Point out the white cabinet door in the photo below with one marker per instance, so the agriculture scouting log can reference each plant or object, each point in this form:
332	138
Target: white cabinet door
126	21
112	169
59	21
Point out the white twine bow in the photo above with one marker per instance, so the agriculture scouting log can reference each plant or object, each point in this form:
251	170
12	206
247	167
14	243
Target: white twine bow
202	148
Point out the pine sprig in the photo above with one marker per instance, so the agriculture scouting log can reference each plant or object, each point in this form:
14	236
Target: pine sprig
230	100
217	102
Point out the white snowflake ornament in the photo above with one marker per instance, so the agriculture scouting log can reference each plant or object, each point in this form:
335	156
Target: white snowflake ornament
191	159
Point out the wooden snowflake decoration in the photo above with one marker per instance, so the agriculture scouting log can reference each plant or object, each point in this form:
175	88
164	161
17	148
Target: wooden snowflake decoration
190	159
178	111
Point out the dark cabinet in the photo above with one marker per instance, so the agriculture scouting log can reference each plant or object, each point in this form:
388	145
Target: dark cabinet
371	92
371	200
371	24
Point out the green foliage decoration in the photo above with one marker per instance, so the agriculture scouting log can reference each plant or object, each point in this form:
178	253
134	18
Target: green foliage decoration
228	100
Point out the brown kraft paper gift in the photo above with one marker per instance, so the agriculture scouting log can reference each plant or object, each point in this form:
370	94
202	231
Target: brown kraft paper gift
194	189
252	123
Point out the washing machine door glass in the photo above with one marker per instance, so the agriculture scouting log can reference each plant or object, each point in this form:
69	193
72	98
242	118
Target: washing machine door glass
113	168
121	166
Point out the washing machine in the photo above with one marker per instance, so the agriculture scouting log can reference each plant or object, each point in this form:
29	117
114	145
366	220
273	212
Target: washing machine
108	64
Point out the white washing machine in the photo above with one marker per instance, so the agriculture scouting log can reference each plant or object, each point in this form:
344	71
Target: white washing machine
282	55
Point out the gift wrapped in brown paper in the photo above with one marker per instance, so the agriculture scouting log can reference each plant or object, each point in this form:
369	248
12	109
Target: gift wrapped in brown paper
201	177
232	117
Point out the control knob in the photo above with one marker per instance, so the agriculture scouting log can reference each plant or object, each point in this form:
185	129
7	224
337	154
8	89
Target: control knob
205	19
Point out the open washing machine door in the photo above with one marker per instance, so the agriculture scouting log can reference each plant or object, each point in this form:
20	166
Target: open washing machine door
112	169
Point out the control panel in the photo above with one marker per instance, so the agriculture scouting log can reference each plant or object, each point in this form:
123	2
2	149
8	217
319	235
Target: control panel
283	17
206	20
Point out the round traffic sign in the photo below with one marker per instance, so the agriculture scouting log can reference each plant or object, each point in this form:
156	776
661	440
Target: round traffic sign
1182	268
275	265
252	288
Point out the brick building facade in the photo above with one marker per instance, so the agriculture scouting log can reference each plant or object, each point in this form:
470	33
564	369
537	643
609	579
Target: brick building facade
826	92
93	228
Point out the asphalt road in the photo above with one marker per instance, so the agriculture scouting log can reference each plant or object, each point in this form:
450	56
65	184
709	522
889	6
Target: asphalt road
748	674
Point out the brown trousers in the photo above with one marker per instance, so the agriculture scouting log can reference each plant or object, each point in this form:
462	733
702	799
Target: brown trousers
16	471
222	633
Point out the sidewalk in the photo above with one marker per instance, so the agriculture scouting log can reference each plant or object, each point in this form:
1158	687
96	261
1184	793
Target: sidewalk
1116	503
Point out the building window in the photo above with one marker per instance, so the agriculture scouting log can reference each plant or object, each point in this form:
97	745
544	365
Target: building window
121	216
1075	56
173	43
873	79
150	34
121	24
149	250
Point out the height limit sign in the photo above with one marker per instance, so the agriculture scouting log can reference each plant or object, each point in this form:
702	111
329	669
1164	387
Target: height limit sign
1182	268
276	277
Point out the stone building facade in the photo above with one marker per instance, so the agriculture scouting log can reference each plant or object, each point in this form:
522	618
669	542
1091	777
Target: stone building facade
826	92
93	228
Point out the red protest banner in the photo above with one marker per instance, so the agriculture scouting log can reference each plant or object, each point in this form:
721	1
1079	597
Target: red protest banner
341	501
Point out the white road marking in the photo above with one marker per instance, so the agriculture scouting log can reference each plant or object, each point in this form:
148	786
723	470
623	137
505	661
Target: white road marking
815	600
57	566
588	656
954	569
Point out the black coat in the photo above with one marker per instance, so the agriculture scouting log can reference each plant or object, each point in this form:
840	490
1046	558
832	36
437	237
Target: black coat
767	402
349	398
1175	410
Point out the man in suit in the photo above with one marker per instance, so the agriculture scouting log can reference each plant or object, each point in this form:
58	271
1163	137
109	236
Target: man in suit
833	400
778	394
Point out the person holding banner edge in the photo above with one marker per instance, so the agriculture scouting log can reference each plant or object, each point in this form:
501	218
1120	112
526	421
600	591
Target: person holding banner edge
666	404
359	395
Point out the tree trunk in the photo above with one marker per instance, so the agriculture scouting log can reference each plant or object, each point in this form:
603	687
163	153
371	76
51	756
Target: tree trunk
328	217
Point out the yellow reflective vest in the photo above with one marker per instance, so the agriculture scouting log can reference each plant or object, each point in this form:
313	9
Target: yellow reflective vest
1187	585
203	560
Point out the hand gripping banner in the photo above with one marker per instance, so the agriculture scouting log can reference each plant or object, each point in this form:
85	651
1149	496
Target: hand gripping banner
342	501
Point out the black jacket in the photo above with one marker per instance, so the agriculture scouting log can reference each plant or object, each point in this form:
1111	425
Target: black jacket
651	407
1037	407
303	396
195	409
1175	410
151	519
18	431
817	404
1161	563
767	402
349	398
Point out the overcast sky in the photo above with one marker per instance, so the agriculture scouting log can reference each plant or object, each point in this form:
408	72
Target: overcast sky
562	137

-- -- --

Repeat all entries. Match them exactly.

#### Solution to this task
Point out the white cabinet door in the photo below with one marker per instance, so the agriculture scouting log can reference each plant or object, each point in this form:
332	138
Target: white cabinet door
126	21
112	169
59	21
Point out the white twine bow in the photo above with one marker per instance, so the agriculture scouting log can reference each plant or object, each point in this form:
251	170
12	206
247	167
14	243
Target: white twine bow
202	148
Point out the pine sprig in the photo above with one marker per instance, so the agriculture scouting log can reference each plant or object, each point in this form:
14	236
Target: pine sprig
230	100
217	102
Point out the white snowflake ornament in the photo above with one marker per instance, so the agriculture scouting log can reference each plant or object, each point in this form:
335	156
Target: white snowflake ornament
191	159
Point out the wooden snowflake decoration in the photo above with one marker per instance, so the agriculture scouting log can reference each plant or object, each point in this form:
175	88
164	161
17	148
Target: wooden snowflake decoration
190	159
178	111
Point out the dark cabinet in the photo above with one marker per instance, so the agriculture scouting log can reference each plant or object, each point in this form:
388	145
Target: dark cabinet
371	92
371	200
371	24
Point out the green foliage decoration in the photo above with one marker per instance, so the agriculture scouting log can reference each plant or object, each point in this form:
178	253
134	18
Target: green foliage decoration
228	100
Point out the brown kraft paper gift in the photo above with one marker per instance, so the agriculture scouting log can reference each plant or object, each point in this form:
370	94
202	231
Target: brown kraft paper gift
194	189
252	123
Point out the washing machine door glass in the photo above with one marker per instance, so the agriculture scouting log can reference each plant or object, each point in this form:
69	193
72	98
242	118
Target: washing machine door glass
113	168
121	166
Point out the washing machine in the photo above with one marker per instance, so the agriculture scouting log can reference each plant or object, each point in this form:
29	117
114	145
366	220
273	212
Target: washing machine
108	64
Point out the white washing machine in the photo above with one marker per instance, so the agriculture scouting log can reference each plant or object, each point in this form:
344	71
Target: white washing machine
282	55
Point out the gift wrapped in brown paper in the photo above with one marker per instance, so the agriculture scouting log can reference each plant or object, each point in this form:
369	248
12	109
Target: gift wrapped in brown paper
201	177
232	117
Point out the control knob in the photo above with one marker per instance, so the agriculture scouting log can reference each plant or object, each point in this form:
185	129
7	224
337	154
8	89
Target: control knob
205	19
Point out the open washing machine door in the photo above with one marker per instance, so the agriculture scouting log can reference each plant or object, each point in this form:
20	166
Target: open washing machine door
112	169
Point out the control panel in the photo above with one marker per instance, so the agriculture scouting log can reference each plant or object, each point in this form:
123	2
2	149
8	217
319	235
Target: control panel
283	17
206	20
Point out the round traffic sign in the photo below with one marker per instance, so the agriculture scouting log can reference each plant or object, each point in this form:
156	776
661	440
Target: round traffic sign
1182	268
275	265
252	288
Point out the brick building facade in the photo above with one marker per instance, so the agriculture scouting log can reference each plant or object, each point in this form:
470	33
564	369
537	643
609	579
Target: brick building facade
826	92
93	228
Point out the asphalt road in the photo above with one marker per instance, so the agriculture scouting log can reference each plant or object, each point in this form:
450	56
65	184
709	522
889	6
Target: asphalt road
748	674
Point out the brown trousers in the photo above with one marker per instance, so the agriculture scouting log can reference each plant or object, each point in this form:
462	733
702	799
Target: brown trousers
16	471
222	633
Point out the sidewalk in the photo above with one marker per instance, so the agriculture scouting log can reference each plant or object, each point in this form:
1158	687
96	261
1184	793
Target: sidewalk
1116	503
Point out the building window in the photo above with one marker per instance, so the agriculture scouting log can reference each plant or object, each point in this form:
97	745
544	365
Target: building window
121	216
1075	56
173	43
873	79
150	34
121	24
149	250
Point out the height limit sign in the photo above with one marker per instance, so the agriculture scouting log can reference each plant or object, each point in this form:
702	111
329	669
1164	387
Target: height limit sign
1182	268
276	277
Point out the stone building facade in the photo above with one marker per instance, so the agriculture scouting log can reference each plant or object, each point in this form:
522	618
669	542
1091	777
Target: stone building facade
826	92
93	228
Point out the red protest banner in the photo above with one marker per instance, so the agriculture scouting log can reference each plant or object, each point in this form:
721	1
1079	597
Target: red protest banner
341	501
Point out the white road marking in the photo above with one marker per instance, so the agriculture scouting log can reference each plant or object, each point in this form:
148	786
723	470
623	137
505	661
Target: white road marking
815	600
57	566
588	656
954	569
Point out the black coat in the photo above with one marker per instance, so the agriculture scouting log can reference each plant or object, each point in this form:
840	490
1046	558
832	36
437	237
Target: black coat
767	402
349	398
1175	410
Point out the man in suit in the photo above with one marker per instance, so the agriculture scouting log can reference each plant or object, each point in this form:
58	271
1163	137
109	236
Target: man in suit
833	400
778	394
Point out the person holding banner edge in the photo above with one marker per instance, so the agriculture scouting log can reference each plant or object, each point in this form:
501	218
1120	112
526	421
600	591
Target: person holding banner edge
666	404
359	395
Point out the tree trunk in the photo above with one marker per instance, so the agriculture scouting log can reference each plant or object, each point in this form:
603	687
163	153
371	76
51	756
Target: tree trunk
328	217
Point out the yellow reflective vest in the photo above with one marker per instance, so the agriculture scouting log can reference each plant or object, each point in this form:
313	9
Target: yellow reflective vest
1187	585
203	560
Point out the hand gripping banner in the photo above with one marker per instance, so the agriculture scouting log can reference each plant or object, each point in this form:
85	651
1149	496
Target: hand gripping banner
342	501
Point out the black jacket in the photo above with one marker per instance, so the agriculture scouting log can reference each plant or object, each point in this form:
1111	425
Target: black jacket
651	407
1037	407
303	396
195	409
1175	410
151	519
18	431
817	404
1161	563
767	402
349	398
Point out the overcast sky in the photo above with one marker per instance, so the agriculture scouting log can reference each plant or object, each point in this form:
408	72
Target: overcast sky
562	137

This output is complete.